» Given request:
Copy out the rows verbatim, starting with the line that contains "[outline] fresh vegetable" and continuing through the final line of the rows, both ends included.

"""

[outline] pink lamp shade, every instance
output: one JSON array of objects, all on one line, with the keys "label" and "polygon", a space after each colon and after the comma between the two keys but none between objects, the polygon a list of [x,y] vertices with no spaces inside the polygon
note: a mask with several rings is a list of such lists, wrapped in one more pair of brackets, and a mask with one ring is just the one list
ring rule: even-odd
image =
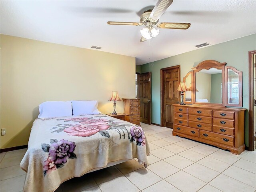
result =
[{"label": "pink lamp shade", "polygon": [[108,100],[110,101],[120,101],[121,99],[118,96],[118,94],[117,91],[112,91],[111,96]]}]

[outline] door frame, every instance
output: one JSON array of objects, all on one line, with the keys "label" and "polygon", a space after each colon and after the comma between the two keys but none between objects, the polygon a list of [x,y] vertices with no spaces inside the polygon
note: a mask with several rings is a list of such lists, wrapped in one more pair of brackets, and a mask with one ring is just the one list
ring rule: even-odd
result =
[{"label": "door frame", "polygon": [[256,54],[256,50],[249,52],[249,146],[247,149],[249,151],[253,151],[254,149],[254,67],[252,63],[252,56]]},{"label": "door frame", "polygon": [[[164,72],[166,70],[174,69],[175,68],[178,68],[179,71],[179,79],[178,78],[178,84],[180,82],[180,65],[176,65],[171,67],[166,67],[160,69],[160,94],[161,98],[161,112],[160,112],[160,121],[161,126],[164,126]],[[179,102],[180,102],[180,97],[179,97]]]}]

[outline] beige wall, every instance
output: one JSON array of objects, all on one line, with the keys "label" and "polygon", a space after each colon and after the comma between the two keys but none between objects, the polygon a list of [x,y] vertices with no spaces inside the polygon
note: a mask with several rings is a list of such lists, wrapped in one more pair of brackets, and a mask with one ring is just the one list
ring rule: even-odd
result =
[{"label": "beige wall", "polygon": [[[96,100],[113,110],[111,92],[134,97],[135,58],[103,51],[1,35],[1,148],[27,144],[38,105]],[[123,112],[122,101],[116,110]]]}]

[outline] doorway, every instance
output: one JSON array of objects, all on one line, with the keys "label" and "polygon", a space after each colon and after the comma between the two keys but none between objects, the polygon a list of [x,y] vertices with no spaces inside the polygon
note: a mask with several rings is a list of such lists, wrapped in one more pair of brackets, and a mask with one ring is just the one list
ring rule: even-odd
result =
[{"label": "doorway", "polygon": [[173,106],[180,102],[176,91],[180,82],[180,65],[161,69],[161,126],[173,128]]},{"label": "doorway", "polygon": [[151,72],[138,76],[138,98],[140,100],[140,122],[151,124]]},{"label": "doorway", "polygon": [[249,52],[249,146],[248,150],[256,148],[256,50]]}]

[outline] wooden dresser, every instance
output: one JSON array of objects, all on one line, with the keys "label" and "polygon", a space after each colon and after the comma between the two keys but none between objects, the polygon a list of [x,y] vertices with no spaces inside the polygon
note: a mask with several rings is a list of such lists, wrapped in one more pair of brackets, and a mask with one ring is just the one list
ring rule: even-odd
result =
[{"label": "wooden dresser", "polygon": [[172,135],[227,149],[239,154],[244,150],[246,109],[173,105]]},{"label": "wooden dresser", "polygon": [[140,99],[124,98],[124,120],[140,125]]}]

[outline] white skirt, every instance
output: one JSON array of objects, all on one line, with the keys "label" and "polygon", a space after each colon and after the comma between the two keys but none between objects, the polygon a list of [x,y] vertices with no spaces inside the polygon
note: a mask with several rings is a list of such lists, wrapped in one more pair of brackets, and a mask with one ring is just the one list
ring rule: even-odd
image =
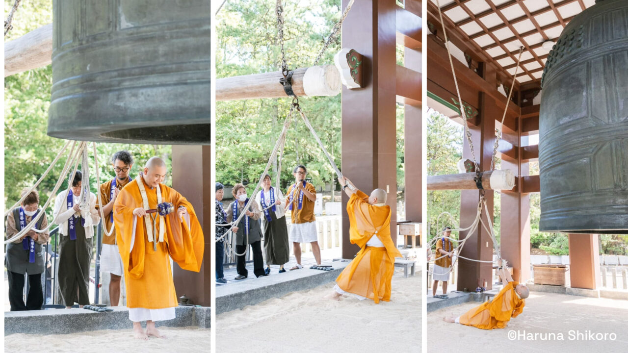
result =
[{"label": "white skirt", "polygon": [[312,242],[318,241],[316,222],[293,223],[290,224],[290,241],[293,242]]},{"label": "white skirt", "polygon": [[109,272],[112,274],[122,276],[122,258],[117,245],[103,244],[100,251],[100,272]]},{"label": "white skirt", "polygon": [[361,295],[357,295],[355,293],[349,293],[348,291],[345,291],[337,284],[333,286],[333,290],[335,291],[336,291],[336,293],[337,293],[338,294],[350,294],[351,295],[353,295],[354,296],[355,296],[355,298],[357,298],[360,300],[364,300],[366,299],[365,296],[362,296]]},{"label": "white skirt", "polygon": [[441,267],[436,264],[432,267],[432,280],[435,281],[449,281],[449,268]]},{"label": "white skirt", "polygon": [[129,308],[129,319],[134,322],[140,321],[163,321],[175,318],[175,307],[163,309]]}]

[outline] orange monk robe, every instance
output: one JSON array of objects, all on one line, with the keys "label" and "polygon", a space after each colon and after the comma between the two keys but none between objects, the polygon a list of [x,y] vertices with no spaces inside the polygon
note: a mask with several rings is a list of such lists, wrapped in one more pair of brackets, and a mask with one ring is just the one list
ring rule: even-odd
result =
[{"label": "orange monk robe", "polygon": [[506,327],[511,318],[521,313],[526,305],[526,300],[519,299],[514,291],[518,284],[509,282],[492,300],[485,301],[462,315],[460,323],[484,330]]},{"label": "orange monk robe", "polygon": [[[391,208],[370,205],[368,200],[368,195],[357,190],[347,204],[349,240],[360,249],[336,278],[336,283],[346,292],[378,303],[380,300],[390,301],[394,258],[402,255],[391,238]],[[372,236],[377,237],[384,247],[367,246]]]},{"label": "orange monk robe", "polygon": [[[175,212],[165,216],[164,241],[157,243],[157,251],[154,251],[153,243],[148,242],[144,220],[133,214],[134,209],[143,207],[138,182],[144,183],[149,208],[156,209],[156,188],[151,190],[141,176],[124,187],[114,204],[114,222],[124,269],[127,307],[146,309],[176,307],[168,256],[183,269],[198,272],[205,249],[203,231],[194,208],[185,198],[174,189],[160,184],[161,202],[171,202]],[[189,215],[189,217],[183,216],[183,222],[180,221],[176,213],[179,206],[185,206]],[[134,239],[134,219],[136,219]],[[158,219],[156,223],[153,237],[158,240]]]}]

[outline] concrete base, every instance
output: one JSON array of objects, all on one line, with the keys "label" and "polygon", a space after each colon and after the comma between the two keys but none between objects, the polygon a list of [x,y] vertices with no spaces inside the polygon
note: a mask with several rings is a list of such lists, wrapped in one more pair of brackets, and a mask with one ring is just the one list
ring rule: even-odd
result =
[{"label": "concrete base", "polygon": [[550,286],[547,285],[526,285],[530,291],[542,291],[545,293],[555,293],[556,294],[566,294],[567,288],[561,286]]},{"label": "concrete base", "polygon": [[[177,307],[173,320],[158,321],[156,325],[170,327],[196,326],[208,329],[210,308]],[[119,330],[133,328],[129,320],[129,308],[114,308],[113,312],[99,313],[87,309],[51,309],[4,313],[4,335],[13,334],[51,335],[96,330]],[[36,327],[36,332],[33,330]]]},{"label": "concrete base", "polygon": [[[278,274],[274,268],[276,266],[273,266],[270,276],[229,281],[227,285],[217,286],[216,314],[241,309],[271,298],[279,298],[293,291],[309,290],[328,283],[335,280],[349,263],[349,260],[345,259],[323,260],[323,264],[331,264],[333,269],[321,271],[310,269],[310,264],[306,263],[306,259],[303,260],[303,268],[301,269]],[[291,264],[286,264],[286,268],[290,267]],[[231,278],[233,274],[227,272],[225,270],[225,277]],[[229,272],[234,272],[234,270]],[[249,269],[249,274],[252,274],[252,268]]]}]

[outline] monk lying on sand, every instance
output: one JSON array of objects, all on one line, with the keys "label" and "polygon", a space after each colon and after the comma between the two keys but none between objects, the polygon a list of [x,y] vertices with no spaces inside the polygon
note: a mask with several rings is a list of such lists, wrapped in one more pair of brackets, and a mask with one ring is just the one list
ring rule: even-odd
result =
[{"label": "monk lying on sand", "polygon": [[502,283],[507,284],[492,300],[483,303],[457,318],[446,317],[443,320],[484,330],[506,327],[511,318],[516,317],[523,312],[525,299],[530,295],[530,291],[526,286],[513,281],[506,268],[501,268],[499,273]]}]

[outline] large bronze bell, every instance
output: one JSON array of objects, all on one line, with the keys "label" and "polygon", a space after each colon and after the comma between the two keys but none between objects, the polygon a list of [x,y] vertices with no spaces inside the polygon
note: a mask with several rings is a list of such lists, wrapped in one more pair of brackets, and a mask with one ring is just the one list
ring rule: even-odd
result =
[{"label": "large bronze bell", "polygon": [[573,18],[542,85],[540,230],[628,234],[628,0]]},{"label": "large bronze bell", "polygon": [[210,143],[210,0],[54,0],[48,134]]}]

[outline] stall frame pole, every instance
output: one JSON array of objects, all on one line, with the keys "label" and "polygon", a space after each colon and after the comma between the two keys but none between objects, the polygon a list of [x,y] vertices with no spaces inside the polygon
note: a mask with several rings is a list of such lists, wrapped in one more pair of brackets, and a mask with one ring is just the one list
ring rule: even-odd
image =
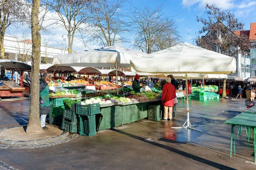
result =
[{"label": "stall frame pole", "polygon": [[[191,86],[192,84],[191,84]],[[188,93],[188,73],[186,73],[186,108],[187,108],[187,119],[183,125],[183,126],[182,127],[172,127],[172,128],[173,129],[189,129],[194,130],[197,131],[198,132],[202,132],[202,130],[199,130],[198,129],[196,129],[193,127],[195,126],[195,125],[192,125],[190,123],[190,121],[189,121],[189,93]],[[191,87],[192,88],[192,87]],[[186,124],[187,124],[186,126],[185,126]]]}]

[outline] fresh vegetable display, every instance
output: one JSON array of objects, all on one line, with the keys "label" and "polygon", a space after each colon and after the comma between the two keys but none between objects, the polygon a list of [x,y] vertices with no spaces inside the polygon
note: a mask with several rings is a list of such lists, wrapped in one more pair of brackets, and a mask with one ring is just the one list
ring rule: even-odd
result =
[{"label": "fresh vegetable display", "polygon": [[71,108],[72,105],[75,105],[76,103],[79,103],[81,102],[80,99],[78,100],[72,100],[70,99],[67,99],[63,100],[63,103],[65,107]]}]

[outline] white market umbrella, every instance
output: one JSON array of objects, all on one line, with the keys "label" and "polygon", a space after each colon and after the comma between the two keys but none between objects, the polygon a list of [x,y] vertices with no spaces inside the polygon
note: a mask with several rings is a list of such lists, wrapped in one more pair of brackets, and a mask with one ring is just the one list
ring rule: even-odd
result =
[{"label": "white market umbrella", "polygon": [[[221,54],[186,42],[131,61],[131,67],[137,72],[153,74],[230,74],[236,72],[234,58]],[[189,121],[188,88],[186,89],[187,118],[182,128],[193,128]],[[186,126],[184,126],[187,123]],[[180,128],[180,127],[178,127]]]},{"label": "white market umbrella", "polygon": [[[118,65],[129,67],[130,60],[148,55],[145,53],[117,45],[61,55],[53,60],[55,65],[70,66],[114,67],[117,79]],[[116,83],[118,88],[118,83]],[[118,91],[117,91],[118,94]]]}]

"""

» Solution to this exercise:
[outline] fresh vegetable display, every instance
output: one JSON array of objects, all on one line, with the keys "label" and "polygon", a space after each colon and after the comma between the two keys but none between objects, the polygon a list of [x,y] vertices with no spaces inside the polygon
note: a mask with several rings is a list of such lists, wrapped in one more pair of brackets, and a mask with one ring is just the one list
ring rule: even-odd
result =
[{"label": "fresh vegetable display", "polygon": [[71,108],[72,105],[75,105],[76,103],[79,103],[81,102],[80,99],[78,100],[72,100],[70,99],[67,99],[63,100],[63,103],[65,107]]}]

[outline] white market umbrella, every instance
output: one JSON array of objects, all on one line, with the keys "label" and "polygon", a space after each colon and after the comma between the two keys but none between objects, the polygon a list of [x,y] vertices with no spaces inside the polygon
note: a mask with several rings is a list of such lists, wrapped in one more pair of brackets, and a mask with one ring is just the one list
ring rule: even-odd
result =
[{"label": "white market umbrella", "polygon": [[[221,54],[186,42],[131,61],[131,67],[137,72],[153,74],[230,74],[236,72],[234,58]],[[189,121],[188,88],[186,89],[187,118],[182,128],[193,128]],[[186,126],[184,126],[187,123]],[[180,128],[180,127],[178,127]]]},{"label": "white market umbrella", "polygon": [[[118,65],[129,67],[130,60],[148,55],[145,53],[117,45],[61,55],[53,60],[55,65],[70,66],[114,67],[117,79]],[[116,83],[118,88],[118,83]],[[118,91],[117,91],[118,94]]]}]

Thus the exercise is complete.